> _DATASET EXCERPTS_
========================================
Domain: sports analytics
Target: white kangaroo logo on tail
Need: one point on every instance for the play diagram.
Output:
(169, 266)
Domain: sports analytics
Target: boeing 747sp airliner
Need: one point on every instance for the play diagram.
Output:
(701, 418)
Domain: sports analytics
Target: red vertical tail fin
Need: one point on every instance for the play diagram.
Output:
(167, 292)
========================================
> _TASK DETAILS_
Rescale the entries above by multiplying every point coordinate in the answers by 1.7 and rounding to the nearest whole number, with halves rounding up. Write out every line of all three entries again, leaving everything except those coordinates unchanged.

> _ANSWER_
Domain: sports analytics
Target: white kangaroo logo on tail
Need: one point on every instance for the play diagram.
Output:
(287, 452)
Domain: sports analytics
Target: boeing 747sp airliner
Need: one point on every instance for the play diagram.
Output:
(1192, 711)
Domain: sports analytics
Target: red vertical tail fin
Need: one point on every instance for the play diagram.
Output:
(284, 496)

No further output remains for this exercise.